» Your objective
Check the entries below and say how many lines include the word "edges". No other text is wanted.

# # # # # # #

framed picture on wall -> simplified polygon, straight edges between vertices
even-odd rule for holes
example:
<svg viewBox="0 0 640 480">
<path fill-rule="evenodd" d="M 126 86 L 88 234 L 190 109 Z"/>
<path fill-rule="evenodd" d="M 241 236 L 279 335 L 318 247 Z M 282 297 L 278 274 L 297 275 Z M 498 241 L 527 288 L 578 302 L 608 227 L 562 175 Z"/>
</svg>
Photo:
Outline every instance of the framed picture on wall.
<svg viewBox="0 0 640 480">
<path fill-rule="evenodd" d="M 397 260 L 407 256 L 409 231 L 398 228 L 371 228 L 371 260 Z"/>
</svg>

# # # # # # #

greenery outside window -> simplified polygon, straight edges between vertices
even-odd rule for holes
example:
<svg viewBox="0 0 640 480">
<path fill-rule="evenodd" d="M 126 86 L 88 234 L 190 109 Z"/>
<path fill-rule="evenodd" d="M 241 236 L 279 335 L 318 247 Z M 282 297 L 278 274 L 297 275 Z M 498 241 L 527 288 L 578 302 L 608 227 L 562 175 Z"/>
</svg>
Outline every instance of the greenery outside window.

# # # # # # #

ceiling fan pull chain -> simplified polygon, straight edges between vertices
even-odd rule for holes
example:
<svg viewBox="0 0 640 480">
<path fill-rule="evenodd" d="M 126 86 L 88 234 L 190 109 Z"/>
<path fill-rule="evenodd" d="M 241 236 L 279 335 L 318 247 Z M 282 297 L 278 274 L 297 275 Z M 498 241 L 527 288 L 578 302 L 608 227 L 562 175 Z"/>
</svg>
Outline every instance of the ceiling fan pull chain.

# # # # # # #

» Response below
3